- [GIVEN TEXT]
________________________

Brain scans show people who miss meal respond more positively to unhealthy foods than those who have eaten
We are all told that breakfast is the most important meal of the day – and now neuroscientists are starting to understand why. Skipping the first meal of the day not only means you eat more at lunch, research has found, but also means your brain is primed to seek out unhealthier, higher-calorie foods.
Dieters who skip meals often end up gaining weight over the long term, but why this happens is not well understood. Tony Goldstone, of the MRC Clinical Science Centre at Imperial College London, scanned the brains of people who skipped meals and found mechanisms at work that could help explain the conundrum.
Prolonged fasting of any kind seemed to prime certain brain regions to gravitate towards higher-calorie foods when the person did eventually find a meal. “That makes evolutionary sense if you’re in a negative energy-balance situation,” he said. “You’re not going to waste your time going for lettuce.” He will present the results of his study on Wednesday at the annual meeting of the Society for Neuroscience in New Orleans.
In the experiment, Goldstone scanned the brains of 21 men and women, all around the age of 25, on two separate days while they were shown pictures of food and asked to rate how appealing they found everything from chocolate and pizzas to vegetables and fish. On one of the days, the volunteers skipped breakfast before their scans; on the other, they were given a 750-calorie breakfast of cereals, bread and jam an hour beforehand. After the scans on both days, the volunteers were given lunch, where they could eat as much as they liked.

________________________

Could you repeat the article on skipping breakfast and brain scans word for word, in full?

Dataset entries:
________________________

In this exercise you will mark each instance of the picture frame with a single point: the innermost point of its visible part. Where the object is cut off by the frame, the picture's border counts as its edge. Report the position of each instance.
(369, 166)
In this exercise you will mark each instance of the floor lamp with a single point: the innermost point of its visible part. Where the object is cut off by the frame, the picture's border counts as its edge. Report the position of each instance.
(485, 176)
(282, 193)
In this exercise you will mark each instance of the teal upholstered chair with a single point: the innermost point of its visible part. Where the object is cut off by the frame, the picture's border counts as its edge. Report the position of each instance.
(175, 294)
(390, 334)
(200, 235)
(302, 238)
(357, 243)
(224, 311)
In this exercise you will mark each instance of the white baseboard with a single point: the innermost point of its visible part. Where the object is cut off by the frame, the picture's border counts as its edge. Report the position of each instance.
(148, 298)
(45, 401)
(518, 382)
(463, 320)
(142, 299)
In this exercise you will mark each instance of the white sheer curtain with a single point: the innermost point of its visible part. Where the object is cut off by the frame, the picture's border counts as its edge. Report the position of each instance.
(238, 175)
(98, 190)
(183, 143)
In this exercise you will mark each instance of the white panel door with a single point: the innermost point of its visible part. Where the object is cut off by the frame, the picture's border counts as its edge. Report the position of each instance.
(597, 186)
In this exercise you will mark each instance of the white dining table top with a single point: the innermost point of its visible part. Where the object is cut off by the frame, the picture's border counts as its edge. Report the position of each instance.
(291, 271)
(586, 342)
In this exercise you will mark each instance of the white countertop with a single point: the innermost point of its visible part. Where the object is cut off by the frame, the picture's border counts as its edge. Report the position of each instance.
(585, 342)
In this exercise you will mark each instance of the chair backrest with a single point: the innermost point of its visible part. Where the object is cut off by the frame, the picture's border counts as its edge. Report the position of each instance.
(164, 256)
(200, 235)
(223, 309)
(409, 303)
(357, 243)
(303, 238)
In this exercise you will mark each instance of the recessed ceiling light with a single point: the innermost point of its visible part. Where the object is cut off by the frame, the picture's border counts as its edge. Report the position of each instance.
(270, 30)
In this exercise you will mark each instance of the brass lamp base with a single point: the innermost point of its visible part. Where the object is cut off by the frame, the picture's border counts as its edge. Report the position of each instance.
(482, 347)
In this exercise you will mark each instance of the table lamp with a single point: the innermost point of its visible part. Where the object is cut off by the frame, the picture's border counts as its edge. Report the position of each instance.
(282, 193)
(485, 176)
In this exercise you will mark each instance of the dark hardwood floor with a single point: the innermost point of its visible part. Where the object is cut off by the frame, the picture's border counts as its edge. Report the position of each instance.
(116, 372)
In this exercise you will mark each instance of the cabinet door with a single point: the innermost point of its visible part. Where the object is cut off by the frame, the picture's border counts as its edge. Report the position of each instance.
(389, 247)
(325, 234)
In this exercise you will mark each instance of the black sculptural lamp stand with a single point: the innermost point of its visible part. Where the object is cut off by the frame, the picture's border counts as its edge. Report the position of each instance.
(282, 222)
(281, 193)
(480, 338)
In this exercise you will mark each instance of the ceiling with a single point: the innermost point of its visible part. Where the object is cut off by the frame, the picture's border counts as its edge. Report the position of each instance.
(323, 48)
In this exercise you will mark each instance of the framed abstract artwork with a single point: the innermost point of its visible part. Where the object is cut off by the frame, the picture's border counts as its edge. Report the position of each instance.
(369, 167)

________________________

- [REPLY TO THE TASK]
Brain scans show people who miss meal respond more positively to unhealthy foods than those who have eaten
We are all told that breakfast is the most important meal of the day – and now neuroscientists are starting to understand why. Skipping the first meal of the day not only means you eat more at lunch, research has found, but also means your brain is primed to seek out unhealthier, higher-calorie foods.
Dieters who skip meals often end up gaining weight over the long term, but why this happens is not well understood. Tony Goldstone, of the MRC Clinical Science Centre at Imperial College London, scanned the brains of people who skipped meals and found mechanisms at work that could help explain the conundrum.
Prolonged fasting of any kind seemed to prime certain brain regions to gravitate towards higher-calorie foods when the person did eventually find a meal. “That makes evolutionary sense if you’re in a negative energy-balance situation,” he said. “You’re not going to waste your time going for lettuce.” He will present the results of his study on Wednesday at the annual meeting of the Society for Neuroscience in New Orleans.
In the experiment, Goldstone scanned the brains of 21 men and women, all around the age of 25, on two separate days while they were shown pictures of food and asked to rate how appealing they found everything from chocolate and pizzas to vegetables and fish. On one of the days, the volunteers skipped breakfast before their scans; on the other, they were given a 750-calorie breakfast of cereals, bread and jam an hour beforehand. After the scans on both days, the volunteers were given lunch, where they could eat as much as they liked.